Строки из набора данных для указания точек
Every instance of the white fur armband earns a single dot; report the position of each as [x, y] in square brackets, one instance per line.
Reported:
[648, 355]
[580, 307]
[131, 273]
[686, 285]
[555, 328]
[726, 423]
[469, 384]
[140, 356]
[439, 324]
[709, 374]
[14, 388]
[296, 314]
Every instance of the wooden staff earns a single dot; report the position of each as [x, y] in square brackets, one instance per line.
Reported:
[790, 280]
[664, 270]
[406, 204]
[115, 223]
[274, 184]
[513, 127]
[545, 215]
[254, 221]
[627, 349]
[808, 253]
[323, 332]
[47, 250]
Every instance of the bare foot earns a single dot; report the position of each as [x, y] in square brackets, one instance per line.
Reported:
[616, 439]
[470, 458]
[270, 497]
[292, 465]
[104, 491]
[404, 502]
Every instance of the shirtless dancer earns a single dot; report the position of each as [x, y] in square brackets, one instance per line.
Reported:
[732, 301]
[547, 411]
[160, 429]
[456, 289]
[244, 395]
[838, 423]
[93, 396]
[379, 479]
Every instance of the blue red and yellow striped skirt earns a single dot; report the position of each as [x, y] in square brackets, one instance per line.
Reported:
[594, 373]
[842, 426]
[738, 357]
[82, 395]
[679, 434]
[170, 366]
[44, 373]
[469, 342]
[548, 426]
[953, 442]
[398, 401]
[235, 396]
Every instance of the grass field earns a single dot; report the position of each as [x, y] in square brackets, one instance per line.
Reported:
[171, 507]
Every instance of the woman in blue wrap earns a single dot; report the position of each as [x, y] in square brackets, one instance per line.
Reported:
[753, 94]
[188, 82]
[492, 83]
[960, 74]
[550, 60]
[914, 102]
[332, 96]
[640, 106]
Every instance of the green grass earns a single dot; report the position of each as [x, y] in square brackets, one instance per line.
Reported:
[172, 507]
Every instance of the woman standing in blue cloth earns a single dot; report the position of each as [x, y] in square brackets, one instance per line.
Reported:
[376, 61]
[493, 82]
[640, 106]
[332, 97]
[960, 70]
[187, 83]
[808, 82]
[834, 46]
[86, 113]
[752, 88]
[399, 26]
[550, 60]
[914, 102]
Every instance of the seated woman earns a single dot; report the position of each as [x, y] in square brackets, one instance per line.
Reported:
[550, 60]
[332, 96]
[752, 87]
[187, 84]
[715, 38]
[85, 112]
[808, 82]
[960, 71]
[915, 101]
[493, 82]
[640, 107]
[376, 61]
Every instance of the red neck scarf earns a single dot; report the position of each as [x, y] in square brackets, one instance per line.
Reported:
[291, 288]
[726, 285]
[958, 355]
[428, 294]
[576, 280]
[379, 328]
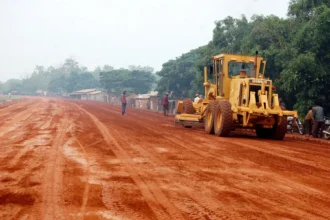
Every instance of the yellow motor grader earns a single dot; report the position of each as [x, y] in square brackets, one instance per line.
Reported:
[237, 95]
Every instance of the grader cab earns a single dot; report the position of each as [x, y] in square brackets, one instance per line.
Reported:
[237, 95]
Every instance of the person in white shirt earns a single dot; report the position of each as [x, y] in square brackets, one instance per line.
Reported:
[196, 98]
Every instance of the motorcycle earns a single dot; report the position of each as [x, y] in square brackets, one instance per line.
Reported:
[291, 124]
[326, 131]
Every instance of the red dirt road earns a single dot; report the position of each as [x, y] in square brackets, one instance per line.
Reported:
[63, 159]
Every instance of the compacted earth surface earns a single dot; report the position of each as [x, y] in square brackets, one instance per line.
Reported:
[65, 159]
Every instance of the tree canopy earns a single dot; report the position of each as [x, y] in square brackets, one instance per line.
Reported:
[296, 49]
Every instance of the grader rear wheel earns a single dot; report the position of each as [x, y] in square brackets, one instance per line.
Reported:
[187, 107]
[223, 119]
[208, 121]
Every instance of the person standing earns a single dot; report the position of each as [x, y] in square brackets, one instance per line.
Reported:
[165, 104]
[318, 114]
[123, 103]
[196, 98]
[282, 104]
[308, 123]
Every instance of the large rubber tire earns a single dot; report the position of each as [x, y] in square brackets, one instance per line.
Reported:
[263, 132]
[279, 130]
[187, 107]
[208, 120]
[223, 119]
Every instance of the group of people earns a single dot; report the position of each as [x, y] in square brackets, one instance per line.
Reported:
[198, 97]
[314, 120]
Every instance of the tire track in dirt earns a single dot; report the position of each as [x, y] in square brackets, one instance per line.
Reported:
[87, 185]
[178, 142]
[207, 206]
[52, 208]
[150, 191]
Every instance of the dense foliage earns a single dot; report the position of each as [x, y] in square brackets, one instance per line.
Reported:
[297, 50]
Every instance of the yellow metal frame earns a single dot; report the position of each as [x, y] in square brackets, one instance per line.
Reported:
[236, 90]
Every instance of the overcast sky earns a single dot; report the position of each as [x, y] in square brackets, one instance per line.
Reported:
[114, 32]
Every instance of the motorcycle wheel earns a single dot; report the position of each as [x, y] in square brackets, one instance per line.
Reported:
[326, 136]
[300, 127]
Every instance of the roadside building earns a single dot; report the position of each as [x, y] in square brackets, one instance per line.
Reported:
[90, 94]
[131, 100]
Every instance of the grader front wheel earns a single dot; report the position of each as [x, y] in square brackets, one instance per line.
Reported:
[223, 119]
[208, 121]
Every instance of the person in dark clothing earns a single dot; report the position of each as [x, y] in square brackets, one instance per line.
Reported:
[282, 104]
[318, 114]
[123, 103]
[165, 104]
[308, 123]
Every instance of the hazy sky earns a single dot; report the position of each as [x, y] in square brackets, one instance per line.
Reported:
[113, 32]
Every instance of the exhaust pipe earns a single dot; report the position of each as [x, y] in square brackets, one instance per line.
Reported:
[255, 65]
[326, 132]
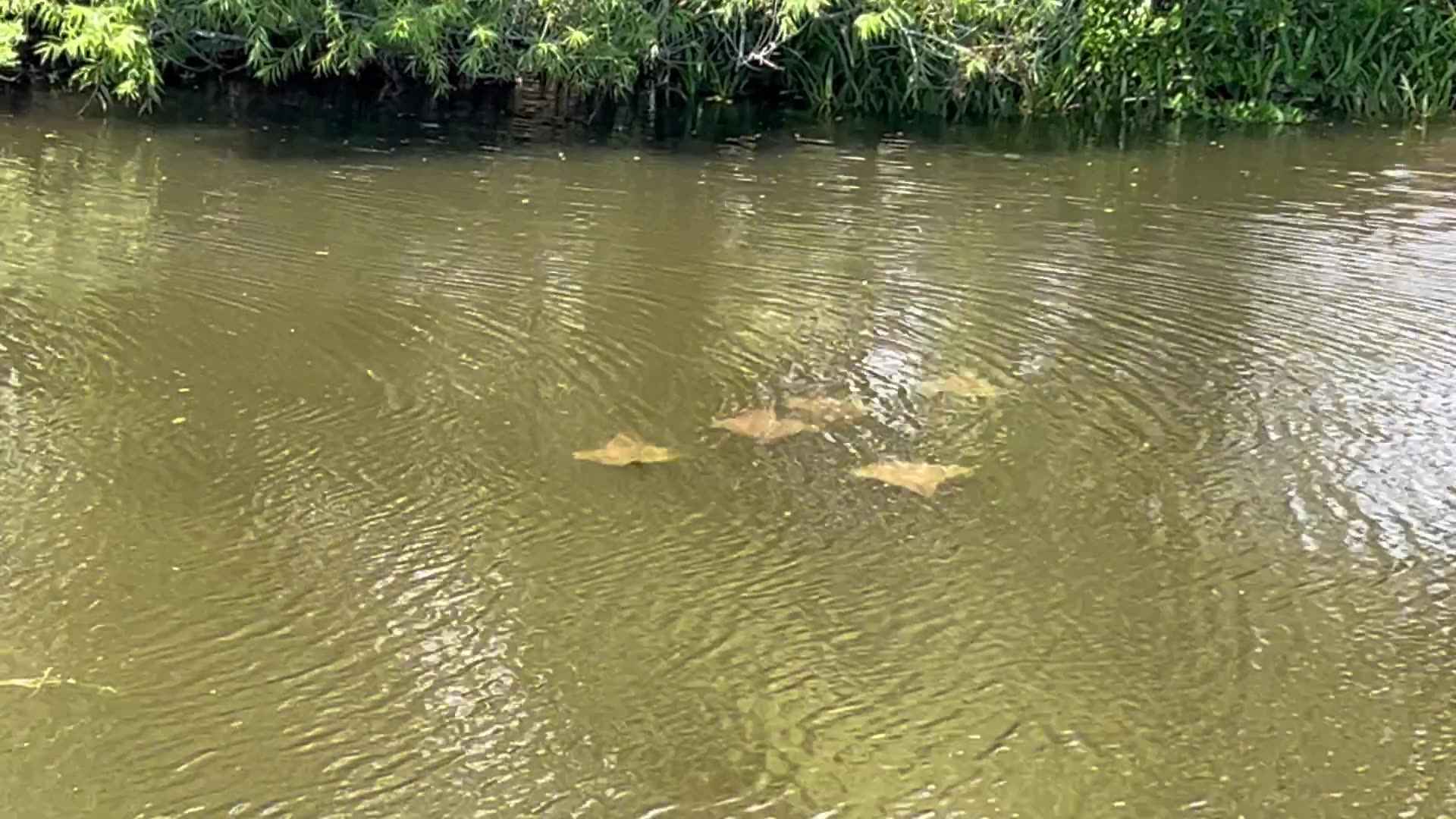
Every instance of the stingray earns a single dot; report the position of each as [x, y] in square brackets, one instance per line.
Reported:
[829, 410]
[626, 447]
[764, 425]
[965, 385]
[921, 479]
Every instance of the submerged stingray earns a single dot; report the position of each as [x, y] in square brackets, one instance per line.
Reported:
[764, 425]
[965, 385]
[921, 479]
[829, 410]
[626, 447]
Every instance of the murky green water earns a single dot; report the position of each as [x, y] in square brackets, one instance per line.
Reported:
[291, 523]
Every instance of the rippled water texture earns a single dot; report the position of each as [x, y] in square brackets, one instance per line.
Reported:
[293, 528]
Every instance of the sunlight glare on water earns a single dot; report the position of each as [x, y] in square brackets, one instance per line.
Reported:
[293, 525]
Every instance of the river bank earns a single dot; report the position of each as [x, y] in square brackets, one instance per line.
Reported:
[1228, 60]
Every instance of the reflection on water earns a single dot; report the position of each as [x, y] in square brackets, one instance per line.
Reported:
[286, 447]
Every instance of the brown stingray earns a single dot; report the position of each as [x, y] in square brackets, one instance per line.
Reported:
[829, 410]
[626, 447]
[965, 385]
[764, 425]
[921, 479]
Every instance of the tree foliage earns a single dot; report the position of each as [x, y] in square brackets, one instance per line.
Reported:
[1232, 58]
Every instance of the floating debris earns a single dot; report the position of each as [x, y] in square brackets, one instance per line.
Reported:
[921, 479]
[764, 425]
[623, 449]
[36, 684]
[965, 385]
[829, 410]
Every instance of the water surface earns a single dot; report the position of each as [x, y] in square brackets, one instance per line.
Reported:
[293, 526]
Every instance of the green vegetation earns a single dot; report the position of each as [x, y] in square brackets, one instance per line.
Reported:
[1250, 60]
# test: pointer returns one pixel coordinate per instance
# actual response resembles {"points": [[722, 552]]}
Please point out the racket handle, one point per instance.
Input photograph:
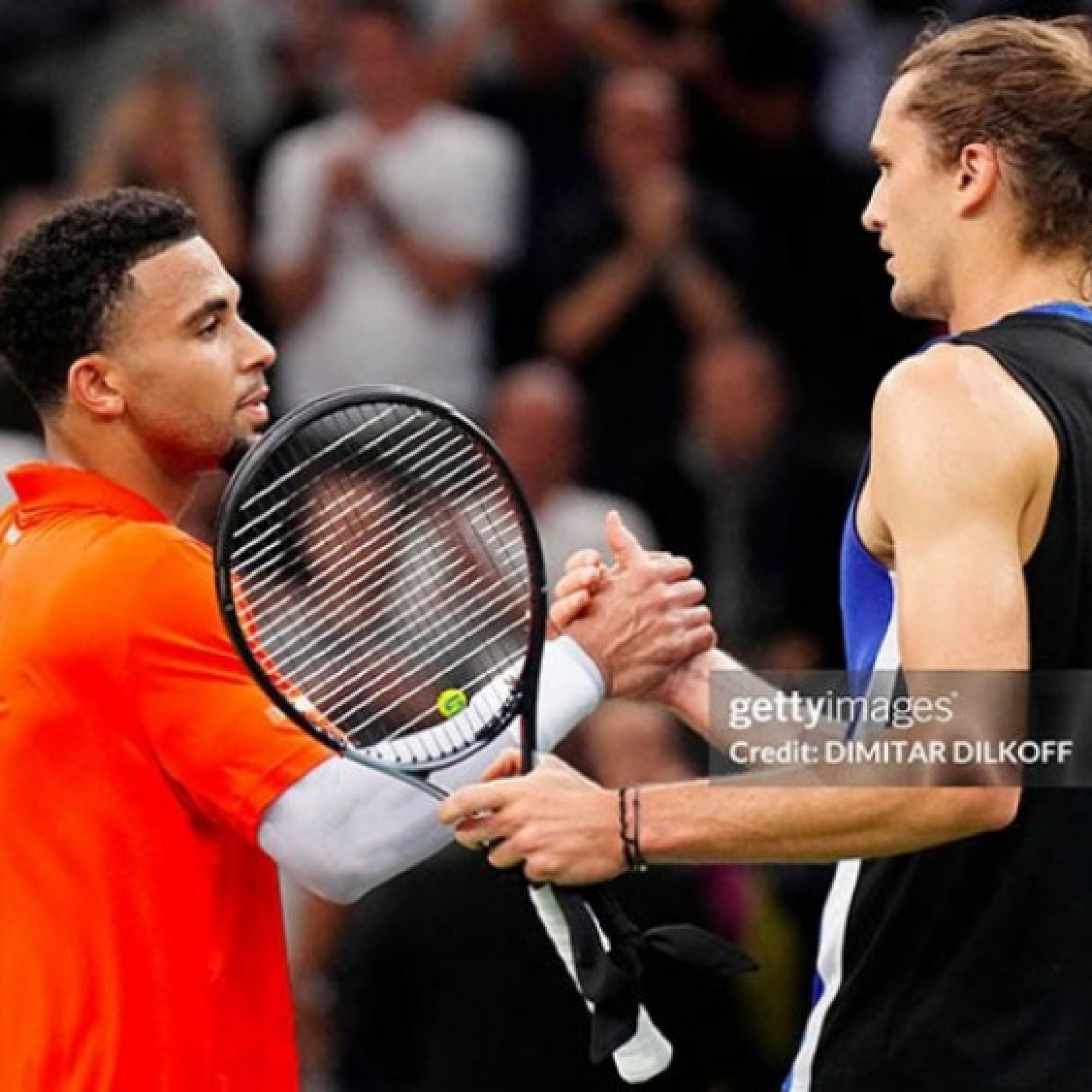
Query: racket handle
{"points": [[648, 1053]]}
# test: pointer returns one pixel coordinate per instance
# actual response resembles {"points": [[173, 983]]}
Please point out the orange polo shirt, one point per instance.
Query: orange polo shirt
{"points": [[141, 942]]}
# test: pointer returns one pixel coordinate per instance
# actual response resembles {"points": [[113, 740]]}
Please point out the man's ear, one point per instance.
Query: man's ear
{"points": [[94, 386], [978, 176]]}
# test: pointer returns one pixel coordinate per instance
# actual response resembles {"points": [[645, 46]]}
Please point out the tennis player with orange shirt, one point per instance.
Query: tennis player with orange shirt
{"points": [[143, 774]]}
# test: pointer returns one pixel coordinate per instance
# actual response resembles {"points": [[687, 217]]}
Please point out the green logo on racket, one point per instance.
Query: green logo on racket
{"points": [[452, 703]]}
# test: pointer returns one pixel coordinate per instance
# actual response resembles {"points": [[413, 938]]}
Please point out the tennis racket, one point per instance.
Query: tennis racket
{"points": [[381, 576]]}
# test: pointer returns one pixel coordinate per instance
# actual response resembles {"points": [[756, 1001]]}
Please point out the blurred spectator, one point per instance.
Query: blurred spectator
{"points": [[222, 44], [19, 212], [16, 448], [30, 26], [644, 269], [773, 508], [161, 134], [542, 90], [747, 73], [537, 419], [379, 229]]}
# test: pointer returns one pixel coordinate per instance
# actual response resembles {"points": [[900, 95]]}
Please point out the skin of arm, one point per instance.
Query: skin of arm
{"points": [[962, 472]]}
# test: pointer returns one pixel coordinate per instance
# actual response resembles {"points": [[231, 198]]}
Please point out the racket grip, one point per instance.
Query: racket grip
{"points": [[649, 1053]]}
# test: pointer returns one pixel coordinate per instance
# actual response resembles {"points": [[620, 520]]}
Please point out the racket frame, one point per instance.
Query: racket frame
{"points": [[521, 703]]}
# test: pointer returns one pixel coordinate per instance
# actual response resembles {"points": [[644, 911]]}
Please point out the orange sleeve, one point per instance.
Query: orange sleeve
{"points": [[218, 737]]}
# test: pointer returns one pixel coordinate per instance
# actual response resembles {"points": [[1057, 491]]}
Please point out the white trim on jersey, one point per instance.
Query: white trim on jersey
{"points": [[836, 915]]}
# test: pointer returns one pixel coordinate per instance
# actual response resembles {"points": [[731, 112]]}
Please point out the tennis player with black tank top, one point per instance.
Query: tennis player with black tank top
{"points": [[957, 941]]}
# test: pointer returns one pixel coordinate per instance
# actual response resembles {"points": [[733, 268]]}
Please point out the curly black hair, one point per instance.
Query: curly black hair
{"points": [[61, 283]]}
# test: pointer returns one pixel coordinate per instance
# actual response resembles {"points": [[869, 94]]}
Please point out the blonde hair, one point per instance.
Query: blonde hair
{"points": [[1026, 88]]}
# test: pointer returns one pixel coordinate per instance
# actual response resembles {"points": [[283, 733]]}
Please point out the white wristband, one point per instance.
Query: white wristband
{"points": [[571, 689]]}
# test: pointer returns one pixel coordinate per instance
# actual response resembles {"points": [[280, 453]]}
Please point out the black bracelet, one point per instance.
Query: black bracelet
{"points": [[632, 839]]}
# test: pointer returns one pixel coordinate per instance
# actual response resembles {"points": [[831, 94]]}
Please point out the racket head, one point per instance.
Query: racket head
{"points": [[379, 574]]}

» Задача: Посчитайте, в скольких строках записей выше встречается слово «skin». В ответе укажите только число.

» Решение задачи: 2